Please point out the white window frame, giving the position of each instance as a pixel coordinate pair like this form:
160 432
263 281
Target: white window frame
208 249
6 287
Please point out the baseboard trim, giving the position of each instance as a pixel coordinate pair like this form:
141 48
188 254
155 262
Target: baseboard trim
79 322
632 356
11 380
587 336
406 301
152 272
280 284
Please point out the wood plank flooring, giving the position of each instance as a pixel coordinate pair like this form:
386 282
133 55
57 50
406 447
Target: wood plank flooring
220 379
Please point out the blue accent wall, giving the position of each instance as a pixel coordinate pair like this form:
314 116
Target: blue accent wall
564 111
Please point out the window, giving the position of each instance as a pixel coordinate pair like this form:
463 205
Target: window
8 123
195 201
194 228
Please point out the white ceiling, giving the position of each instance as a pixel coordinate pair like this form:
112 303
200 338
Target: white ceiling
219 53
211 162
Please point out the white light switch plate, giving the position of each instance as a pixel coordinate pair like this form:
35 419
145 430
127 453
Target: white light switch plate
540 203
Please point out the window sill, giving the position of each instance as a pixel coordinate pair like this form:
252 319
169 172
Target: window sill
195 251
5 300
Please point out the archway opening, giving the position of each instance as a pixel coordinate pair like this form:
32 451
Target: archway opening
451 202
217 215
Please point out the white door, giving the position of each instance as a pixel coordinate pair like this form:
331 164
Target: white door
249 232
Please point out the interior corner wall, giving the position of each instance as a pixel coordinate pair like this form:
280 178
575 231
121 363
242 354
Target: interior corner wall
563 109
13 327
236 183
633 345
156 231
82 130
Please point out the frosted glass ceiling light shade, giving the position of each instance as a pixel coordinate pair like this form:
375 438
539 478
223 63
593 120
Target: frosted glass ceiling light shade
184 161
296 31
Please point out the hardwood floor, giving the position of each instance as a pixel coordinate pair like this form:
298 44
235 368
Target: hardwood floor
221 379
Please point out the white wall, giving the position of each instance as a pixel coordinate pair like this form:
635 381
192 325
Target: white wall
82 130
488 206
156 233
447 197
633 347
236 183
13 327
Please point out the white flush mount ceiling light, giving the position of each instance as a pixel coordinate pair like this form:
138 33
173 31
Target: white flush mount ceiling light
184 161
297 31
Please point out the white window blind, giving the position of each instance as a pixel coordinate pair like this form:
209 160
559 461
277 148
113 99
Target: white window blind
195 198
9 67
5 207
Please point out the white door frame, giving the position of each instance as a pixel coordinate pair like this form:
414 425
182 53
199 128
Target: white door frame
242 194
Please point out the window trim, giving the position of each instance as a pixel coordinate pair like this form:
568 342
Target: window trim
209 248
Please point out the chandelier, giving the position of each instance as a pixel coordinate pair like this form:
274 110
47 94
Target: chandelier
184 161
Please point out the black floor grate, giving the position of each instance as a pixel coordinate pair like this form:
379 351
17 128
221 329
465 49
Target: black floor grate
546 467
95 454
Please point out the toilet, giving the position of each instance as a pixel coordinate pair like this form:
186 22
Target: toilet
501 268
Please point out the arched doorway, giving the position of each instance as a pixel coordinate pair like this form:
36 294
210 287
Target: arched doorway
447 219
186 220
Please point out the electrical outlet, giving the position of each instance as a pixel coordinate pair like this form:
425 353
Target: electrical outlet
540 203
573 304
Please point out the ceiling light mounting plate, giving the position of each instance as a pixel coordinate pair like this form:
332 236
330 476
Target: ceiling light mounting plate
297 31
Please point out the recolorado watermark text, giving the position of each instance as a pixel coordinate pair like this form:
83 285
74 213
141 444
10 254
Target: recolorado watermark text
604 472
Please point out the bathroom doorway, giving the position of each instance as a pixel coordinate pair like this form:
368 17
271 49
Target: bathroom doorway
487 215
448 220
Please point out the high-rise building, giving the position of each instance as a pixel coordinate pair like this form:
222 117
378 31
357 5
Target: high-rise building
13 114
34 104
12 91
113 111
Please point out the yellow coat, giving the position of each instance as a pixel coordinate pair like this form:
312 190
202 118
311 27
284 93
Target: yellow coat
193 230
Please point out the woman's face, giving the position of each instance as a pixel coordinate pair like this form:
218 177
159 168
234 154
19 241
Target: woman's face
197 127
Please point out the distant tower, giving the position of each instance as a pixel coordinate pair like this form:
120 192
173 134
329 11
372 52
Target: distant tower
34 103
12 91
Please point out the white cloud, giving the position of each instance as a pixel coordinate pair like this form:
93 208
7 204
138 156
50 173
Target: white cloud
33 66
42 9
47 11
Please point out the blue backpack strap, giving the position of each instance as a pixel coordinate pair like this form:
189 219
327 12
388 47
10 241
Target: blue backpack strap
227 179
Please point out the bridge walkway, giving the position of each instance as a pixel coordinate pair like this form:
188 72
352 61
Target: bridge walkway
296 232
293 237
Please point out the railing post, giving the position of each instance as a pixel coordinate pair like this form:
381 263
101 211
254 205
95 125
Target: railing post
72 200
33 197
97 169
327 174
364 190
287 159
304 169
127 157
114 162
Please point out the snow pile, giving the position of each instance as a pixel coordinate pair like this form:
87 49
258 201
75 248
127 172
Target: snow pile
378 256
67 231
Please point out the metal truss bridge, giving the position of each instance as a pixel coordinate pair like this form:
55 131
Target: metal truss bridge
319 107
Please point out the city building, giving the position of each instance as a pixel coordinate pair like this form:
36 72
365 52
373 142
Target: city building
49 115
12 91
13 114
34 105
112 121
• • • • •
Your task ▸ A verbatim copy of all the records is required. Write it out in full.

Exercise result ▸
Please point out the white window frame, giving the position of each instance as a pixel coordinate pair like this form:
160 432
263 281
Target: white window frame
208 249
6 287
Please point out the baseboard trim, giving the position of each instance as a pixel coordinate pair like this form:
141 48
188 254
155 262
Target: baseboard trim
79 322
632 356
11 380
587 336
406 301
152 272
280 284
Please point out the wood plank flooring, giving the position of each instance as a pixel coordinate pair like this form:
386 282
133 55
57 50
406 447
Target: wood plank flooring
220 379
Please point out the blue accent wall, giving the position of each instance as a pixel coordinate pair like this form:
314 116
Target: blue accent wall
564 111
Please point out the window, giving the position of each instance as a pixel coordinate pair like this form:
463 205
Target: window
8 123
195 201
194 228
Please point out the white ceiling, giving the position of each instance as a pixel coordinate pair like this form:
112 303
200 338
Target: white ceiling
219 53
211 162
Please point out the white light switch plate, giving the position of each instance as a pixel coordinate pair like this form:
35 419
145 430
127 453
Target: white light switch plate
540 203
Please point out the window sill, giving the position of each instance as a pixel coordinate pair like this form:
252 319
169 172
Target: window sill
195 251
5 300
Please point out the archway opening, giving the position of each instance as a pixel coordinate pair like this form:
32 451
Target: archway opening
451 202
217 215
Please point out the white door, giving the position of each instance as a pixel coordinate pair like this form:
331 164
Target: white door
249 232
Please point out the interior corner wall, giving the position of each instance as a pixel coordinate pair like this form:
280 178
575 231
121 363
242 354
Target: interior corner wall
563 109
13 327
236 183
633 345
156 231
82 130
Please point out the frosted glass ceiling light shade, giving the position of each instance as a pixel coordinate pair like this form:
375 438
539 478
223 63
593 120
Target: frosted glass ceiling light shade
184 161
296 31
Please point out the hardwood floor, giving the position of each instance as a pixel coordinate pair like this form:
298 44
235 368
Target: hardwood floor
221 379
Please point out the white wall, giving the position of each instance as a pixel coordinate pair like this form:
635 381
192 325
Target: white wall
82 130
488 206
156 233
447 197
633 347
236 183
13 327
Please point out the white flush mount ceiling light, giving the position of each instance as a pixel coordinate pair like this form:
138 33
173 31
Target: white flush mount ceiling light
184 161
297 31
Please point out the white window blind, giving the position of each instance as a pixel coordinate pair like this form:
209 160
559 461
277 148
113 99
Target: white window blind
195 198
9 67
5 207
Please point out the white door frame, giving the position of each instance as a pixel coordinate pair like this form:
414 425
182 53
199 128
Target: white door frame
242 194
Please point out the window trim, giving the position of each instance as a pixel coordinate pair like this form:
568 342
Target: window trim
209 248
Please point out the chandelier, giving the position of each instance as a pixel coordinate pair like this form:
274 110
47 94
Target: chandelier
184 161
Please point out the black floor grate, giving the position of each instance as a pixel coordinate pair like this form:
379 351
17 128
221 329
465 49
Target: black floor grate
546 467
95 454
Please point out the toilet, giving the position of each instance as a pixel coordinate pair like this form:
186 22
Target: toilet
501 268
Please point out the arched doorway, giving the position of each instance as a pixel coordinate pair like this form:
36 294
210 287
Target: arched doorway
447 219
186 220
Please point out the electrical outlet, giving the position of each instance as a pixel coordinate pair like this form:
425 353
Target: electrical outlet
540 203
573 304
Please point out the ceiling light mounting plate, giving the position of each instance as a pixel coordinate pair like this form:
332 236
330 476
Target: ceiling light mounting plate
297 31
Please point out the recolorado watermark text, giving the position of each instance as a pixel coordinate pair like this form:
83 285
74 213
141 444
10 254
Target: recolorado watermark text
604 472
Please point out the bathroom doorway, giving the position of each instance as a pixel coordinate pair like this form:
368 17
271 49
Target: bathroom doorway
487 215
448 220
Please point out the high-rise building, giving the position of each instance as a pixel coordinate pair like this form:
222 117
378 31
357 5
Target: high-rise building
13 114
34 104
12 91
113 111
Please point out the yellow coat, giving the position of each instance as a pixel coordinate pair like this form:
312 190
202 118
311 27
284 93
Target: yellow coat
193 230
Please point out the woman's face, giving the position of each instance as a pixel coordinate pair like this form:
218 177
159 168
234 154
19 241
Target: woman's face
197 127
Please point out the distant tower, giving the position of each instance as a pixel coordinate pair like this form:
120 192
173 134
329 11
372 52
Target: distant tower
34 103
12 91
Please point out the white cloud, giving the position of each instance as a pixel coordinate pair like this form:
93 208
7 204
138 156
50 173
Target: white cloud
33 66
42 9
47 11
Please point out the blue backpack strap, giving the position of each instance as a pixel coordinate pair like this form:
189 219
327 12
388 47
10 241
Target: blue backpack strap
227 179
Please point out the bridge walkway, giving the position of each instance as a pixel coordinate pair like this form:
188 72
352 61
Target: bridge walkway
296 232
293 237
Please point out the railing post, giving the position of each instance as a pixel coordinate pair like this form:
381 263
101 211
254 205
95 125
Target: railing post
72 200
33 197
97 169
327 174
364 190
287 159
304 169
127 157
114 162
Please point out the snow pile, giving the position of each instance as a pixel coordinate pair like this form:
87 49
258 201
75 248
127 172
Target: snow pile
378 256
67 231
Please point out the metal truss bridge, giving the position of each instance as a pixel coordinate pair like this form:
55 131
Target: metal truss bridge
319 107
Please point out the city building, giving the position of each instance as a pixel coordinate pair like this form:
36 72
365 52
373 142
Target: city building
49 115
12 91
13 114
34 105
112 121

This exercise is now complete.